#### [The task]
Can you reproduce word for word the part of the passage on tattooing in Japan below that starts at "Adding to the" and stops after "Yazuka didn’t help."?

To the consternation of the incredulous Meiji lawmakers, visiting foreigners were fascinated by the country’s ornate body art. Embassies even made a point of hiring heavily tattooed porters and grooms to pull their rickshaws.

 

Begrudgingly, former laws were loosened, allowing tattoo shops in port cities to remain open as long as they catered only to non-Asians. Patrons soon included the future Czar Nicholas II of Russia and his cousin, future King George V of England.

 

Adding to the list of “decorated” crowned heads – though many obtained their tattoos outside of Japan – were King Edward VII, King Frederick IX of Denmark, Kaiser Wilhelm, Alfonso XIII of Spain, King Oscar of Sweden, Queen Victoria’s favorite nephew, Winston Churchill’s mother (a snake circling her wrist), and an untold number of Indian potentates. King George of Greece opted for a five-colored, Japanese-like, flying dragon covering his chest; its elaborately shaded and feathered wings took 80 hours to complete.

Tattooed Victorian man

***

After World War II, tattooing became legal in Japan (in the name of freedom of expression), but the stigma of criminality remains. The popularity of 1970s movies featuring coldblooded, heavily tattooed Yazuka didn’t help.

 

According to a 2018 article in the Washington Post, “Visitors to Japan who have tattoos bigger than a Band-Aid can forget about going to hot springs or swimming in a public pool…some beaches and gyms, certain restaurants and karaoke rooms, and even some convenience stores.” Those who do risk being viewed “with repugnance.”

#### [Record extracts]

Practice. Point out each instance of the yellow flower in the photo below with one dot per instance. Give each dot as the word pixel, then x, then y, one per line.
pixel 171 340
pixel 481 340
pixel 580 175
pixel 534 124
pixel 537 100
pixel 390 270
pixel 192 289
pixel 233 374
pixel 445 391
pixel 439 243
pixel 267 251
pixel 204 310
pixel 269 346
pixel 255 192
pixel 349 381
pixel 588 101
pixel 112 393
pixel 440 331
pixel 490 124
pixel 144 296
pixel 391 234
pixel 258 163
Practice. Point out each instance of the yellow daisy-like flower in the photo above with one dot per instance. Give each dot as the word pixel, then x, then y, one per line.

* * *

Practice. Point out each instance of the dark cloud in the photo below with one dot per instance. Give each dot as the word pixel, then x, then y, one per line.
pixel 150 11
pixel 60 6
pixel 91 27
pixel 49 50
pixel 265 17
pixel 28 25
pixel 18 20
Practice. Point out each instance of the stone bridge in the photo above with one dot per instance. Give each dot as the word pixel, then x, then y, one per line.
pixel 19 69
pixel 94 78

--

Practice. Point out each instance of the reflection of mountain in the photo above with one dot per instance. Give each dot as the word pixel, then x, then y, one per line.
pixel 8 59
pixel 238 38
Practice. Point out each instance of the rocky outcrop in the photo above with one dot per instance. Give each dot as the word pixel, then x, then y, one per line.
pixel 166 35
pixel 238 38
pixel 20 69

#### [Output]
Adding to the list of “decorated” crowned heads – though many obtained their tattoos outside of Japan – were King Edward VII, King Frederick IX of Denmark, Kaiser Wilhelm, Alfonso XIII of Spain, King Oscar of Sweden, Queen Victoria’s favorite nephew, Winston Churchill’s mother (a snake circling her wrist), and an untold number of Indian potentates. King George of Greece opted for a five-colored, Japanese-like, flying dragon covering his chest; its elaborately shaded and feathered wings took 80 hours to complete.

Tattooed Victorian man

***

After World War II, tattooing became legal in Japan (in the name of freedom of expression), but the stigma of criminality remains. The popularity of 1970s movies featuring coldblooded, heavily tattooed Yazuka didn’t help.